_Fragmento del texto:_
━━━

Glaucoma
El problema más grave del glaucoma es que no da grandes señales hasta que la situación ya no tiene revés.
Según los últimos informes, en los países desarrollados es la segunda causa de ceguera y afecta al 2% de las personas mayores de cuarenta años.
Aunque el tipo más frecuente se da a partir de esta edad, también puede afectar a gente más joven. En España se estima que casi un millón de personas lo padecen. En el ojo, entre la córnea y el cristalino, hay un líquido transparente (el humor acuoso) que se renueva constantemente y que tiene por misión la limpieza y lubrificación del órgano.
Si los canales de salida de este líquido se bloquean parcial o totalmente, se dificulta la eliminación del humor. La acumulación de líquido, que no deja de producirse, produce un aumento de la presión interior del ojo.
Este aumento de la presión interrumpe el flujo de sangre al nervio óptico, que se acaba quedando sin riego. A partir de este momento, no hay forma de que las imágenes que llegan hasta la retina sigan su recorrido natural hasta el cerebro. Los ojos miran, pero no vemos.
El proceso y sus posibles síntomas
El glaucoma comienza de forma imperceptible, pese a lo cual va lesionando las estructuras del ojo de forma irreversible hasta llegar a producir la ceguera total. Sin embargo, aunque un poco tarde y sin una vinculación infalible, puede haber una serie de avisos.
Muchos de los enfermos antes de saber que padecían de glaucoma, sí que habían percibido la sensación de no tener nunca las gafas bien graduadas. Es bastante común que al diagnóstico le hayan precedido varios cambios bastante frecuentes de lentes. También es posible que tengan dificultades para adaptar su visión en lugares donde hay poca luz o problemas para enfocar la vista ante objetos que se encuentren muy próximos.
El último de los posibles síntomas es la pérdida de visión lateral; sólo se tiene la impresión de que se ve bien cuando se mira al frente. El glaucoma puede empezar a formarse tras un golpe en los ojos o, en algunos casos, ser hereditario, de modo que estos factores también deben ser considerados si se sospecha que se padece el mal.
El diagnóstico a tiempo
El proceso de formación puede durar años, por lo que el pronóstico final depende de la rapidez con que se consiga diagnosticar la enfermedad. Lo aconsejable es acudir frecuentemente a una revisión ocular y, a partir de los cuarenta años, pedir que le examinen la presión ocular, que no tiene nada que ver con la arterial.
La toma de la tensión ocular es un proceso rápido e indoloro. El oftalmólogo, que puede haber anestesiado levemente el ojo, toca con mucha suavidad y durante muy poco tiempo la superficie del órgano con un tonómetro.
Si el resultado del examen dice que la presión es alta debe empezar a someterla a control para evitar que siga subiendo. En este caso, además, ya hay que comprobar cuál es el estado en que se encuentra el nervio óptico, para comprobar que no hay ningún daño que vaya a provocar pérdida de visión.
Actualmente no hay una cura para recuperar la vista que hemos perdido. Sin, embargo sí se puede parar la progresión de la enfermedad. El tratamiento suele ser a base de gotas, pero en casos excepcionales, hay que intervenir quirúrgicamente para abrir los canales y dar salida al líquido acumulado entre el cristalino y la córnea.

━━━

Entradas de datos recopiladas:
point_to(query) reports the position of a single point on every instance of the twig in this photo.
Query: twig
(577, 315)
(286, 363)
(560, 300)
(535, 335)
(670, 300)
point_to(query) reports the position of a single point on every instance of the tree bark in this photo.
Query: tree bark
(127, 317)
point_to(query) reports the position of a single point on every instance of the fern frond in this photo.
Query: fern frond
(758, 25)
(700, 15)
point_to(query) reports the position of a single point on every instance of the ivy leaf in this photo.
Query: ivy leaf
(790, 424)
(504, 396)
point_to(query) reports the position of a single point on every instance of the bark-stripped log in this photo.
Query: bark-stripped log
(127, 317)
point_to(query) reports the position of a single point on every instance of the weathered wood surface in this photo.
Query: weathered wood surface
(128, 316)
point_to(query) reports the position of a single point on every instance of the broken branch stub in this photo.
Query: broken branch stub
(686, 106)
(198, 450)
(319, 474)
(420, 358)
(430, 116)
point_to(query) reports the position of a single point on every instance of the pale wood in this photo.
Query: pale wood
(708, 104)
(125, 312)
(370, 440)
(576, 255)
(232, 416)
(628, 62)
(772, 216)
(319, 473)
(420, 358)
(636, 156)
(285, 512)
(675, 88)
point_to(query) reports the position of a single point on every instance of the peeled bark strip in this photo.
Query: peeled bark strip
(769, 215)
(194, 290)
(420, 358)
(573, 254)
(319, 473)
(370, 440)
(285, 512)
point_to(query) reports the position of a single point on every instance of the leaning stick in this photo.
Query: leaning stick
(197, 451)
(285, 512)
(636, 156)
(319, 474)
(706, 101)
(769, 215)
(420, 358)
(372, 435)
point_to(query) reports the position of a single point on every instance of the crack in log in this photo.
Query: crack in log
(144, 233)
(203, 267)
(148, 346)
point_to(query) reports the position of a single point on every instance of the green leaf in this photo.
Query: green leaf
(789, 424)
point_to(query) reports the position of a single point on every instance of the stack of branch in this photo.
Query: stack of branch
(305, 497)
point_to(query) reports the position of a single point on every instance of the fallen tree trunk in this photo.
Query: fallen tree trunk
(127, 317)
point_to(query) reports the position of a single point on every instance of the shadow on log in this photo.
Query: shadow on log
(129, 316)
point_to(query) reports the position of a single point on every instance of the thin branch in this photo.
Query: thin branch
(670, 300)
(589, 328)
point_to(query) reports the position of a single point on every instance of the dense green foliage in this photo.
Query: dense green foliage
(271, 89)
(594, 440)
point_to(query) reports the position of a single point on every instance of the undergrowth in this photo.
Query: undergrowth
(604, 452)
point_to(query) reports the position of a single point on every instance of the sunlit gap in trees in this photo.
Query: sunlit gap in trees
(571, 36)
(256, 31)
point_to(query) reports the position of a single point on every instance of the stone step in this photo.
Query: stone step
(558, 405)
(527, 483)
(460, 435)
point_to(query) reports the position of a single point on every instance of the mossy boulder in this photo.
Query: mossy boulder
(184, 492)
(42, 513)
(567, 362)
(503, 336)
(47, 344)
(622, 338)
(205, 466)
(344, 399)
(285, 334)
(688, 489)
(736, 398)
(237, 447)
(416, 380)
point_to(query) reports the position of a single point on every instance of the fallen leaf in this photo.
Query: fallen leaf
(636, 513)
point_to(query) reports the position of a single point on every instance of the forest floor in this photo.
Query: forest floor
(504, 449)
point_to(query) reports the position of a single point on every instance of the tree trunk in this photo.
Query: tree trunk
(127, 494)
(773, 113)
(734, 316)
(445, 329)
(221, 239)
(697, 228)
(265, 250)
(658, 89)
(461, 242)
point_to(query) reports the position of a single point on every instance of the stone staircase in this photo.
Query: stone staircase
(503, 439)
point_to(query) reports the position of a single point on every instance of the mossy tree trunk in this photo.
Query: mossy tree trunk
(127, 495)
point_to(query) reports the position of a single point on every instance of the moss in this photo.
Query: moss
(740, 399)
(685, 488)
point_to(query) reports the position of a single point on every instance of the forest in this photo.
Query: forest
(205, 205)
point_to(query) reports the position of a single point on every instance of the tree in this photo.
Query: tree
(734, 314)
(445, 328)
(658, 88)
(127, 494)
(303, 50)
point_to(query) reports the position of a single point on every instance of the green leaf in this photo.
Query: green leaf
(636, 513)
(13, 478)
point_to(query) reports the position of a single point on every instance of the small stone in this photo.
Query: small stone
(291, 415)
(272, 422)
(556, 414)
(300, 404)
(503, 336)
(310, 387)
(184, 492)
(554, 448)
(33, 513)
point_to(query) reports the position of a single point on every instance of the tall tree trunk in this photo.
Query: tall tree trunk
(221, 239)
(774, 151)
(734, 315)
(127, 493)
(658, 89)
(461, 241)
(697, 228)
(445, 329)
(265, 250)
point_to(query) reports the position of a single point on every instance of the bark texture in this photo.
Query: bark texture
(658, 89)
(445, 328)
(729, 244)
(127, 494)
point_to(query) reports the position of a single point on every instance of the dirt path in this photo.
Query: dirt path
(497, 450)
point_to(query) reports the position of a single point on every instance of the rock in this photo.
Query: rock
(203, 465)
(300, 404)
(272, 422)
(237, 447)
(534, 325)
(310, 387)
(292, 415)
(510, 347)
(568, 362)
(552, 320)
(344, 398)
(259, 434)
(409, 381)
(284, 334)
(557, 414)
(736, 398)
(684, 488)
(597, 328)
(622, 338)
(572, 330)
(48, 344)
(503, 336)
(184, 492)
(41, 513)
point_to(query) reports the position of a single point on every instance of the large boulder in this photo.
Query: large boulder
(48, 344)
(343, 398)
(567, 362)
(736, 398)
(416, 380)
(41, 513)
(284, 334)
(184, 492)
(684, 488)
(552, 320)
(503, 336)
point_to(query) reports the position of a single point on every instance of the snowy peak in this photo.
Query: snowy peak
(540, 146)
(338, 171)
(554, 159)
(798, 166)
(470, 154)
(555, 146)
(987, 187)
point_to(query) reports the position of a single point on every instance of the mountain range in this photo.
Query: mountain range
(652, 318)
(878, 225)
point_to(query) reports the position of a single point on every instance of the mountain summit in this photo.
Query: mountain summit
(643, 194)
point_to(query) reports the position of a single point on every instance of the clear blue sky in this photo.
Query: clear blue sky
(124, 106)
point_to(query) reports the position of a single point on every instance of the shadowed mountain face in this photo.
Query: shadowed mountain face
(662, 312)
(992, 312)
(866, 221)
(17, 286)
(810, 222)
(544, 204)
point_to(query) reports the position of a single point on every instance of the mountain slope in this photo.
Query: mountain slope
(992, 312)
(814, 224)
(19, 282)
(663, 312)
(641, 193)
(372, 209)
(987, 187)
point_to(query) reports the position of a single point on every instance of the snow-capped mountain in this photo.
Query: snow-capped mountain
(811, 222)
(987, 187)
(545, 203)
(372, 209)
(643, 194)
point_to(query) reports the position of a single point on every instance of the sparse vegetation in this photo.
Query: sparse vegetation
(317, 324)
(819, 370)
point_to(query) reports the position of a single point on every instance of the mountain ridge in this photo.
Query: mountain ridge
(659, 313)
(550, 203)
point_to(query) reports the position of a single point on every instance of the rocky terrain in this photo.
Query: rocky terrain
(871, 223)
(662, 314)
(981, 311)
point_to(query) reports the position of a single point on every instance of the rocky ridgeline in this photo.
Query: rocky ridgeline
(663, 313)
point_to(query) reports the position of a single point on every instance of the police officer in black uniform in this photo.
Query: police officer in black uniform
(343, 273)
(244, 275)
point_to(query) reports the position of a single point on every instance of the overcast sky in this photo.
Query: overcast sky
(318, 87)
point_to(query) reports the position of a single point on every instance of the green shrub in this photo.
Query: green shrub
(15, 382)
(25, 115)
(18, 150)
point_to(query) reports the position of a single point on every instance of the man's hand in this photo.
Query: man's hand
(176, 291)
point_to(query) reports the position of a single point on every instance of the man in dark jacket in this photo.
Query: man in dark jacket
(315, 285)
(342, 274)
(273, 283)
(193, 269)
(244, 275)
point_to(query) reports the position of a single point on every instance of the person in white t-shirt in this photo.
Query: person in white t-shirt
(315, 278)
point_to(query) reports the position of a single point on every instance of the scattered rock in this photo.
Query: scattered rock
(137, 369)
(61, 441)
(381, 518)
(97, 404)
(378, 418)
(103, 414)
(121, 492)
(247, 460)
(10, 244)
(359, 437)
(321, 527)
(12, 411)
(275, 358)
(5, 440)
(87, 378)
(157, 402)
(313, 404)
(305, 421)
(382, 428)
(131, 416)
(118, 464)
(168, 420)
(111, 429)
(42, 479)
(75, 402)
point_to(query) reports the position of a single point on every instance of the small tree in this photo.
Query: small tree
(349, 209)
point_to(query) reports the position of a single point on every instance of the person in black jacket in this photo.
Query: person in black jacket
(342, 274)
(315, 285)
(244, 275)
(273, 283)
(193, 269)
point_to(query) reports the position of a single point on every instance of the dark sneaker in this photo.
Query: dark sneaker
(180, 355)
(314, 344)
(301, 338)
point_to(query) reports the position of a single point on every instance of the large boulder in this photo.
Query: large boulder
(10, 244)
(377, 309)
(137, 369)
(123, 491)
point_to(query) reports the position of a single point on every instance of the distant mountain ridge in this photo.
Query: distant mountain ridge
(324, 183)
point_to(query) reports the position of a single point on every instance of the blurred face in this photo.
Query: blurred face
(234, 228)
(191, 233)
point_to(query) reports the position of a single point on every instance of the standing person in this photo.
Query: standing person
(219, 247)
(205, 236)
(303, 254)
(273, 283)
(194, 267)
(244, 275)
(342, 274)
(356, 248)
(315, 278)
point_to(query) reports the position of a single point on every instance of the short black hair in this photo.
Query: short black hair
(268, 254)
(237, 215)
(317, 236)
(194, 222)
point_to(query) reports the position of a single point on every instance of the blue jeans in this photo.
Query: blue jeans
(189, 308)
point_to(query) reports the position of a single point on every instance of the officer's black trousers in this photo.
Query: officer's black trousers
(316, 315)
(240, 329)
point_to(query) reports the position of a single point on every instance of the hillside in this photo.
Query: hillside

━━━

_Lo que se pide:_
Enumere los posibles avisos o síntomas del glaucoma que menciona el texto sobre esta enfermedad.

_Su solución:_
- Sensación de no tener nunca las gafas bien graduadas
- Cambios de lentes bastante frecuentes antes del diagnóstico
- Dificultades para adaptar la visión en lugares con poca luz
- Problemas para enfocar la vista ante objetos muy próximos
- Pérdida de visión lateral, con la impresión de ver bien solo al mirar al frente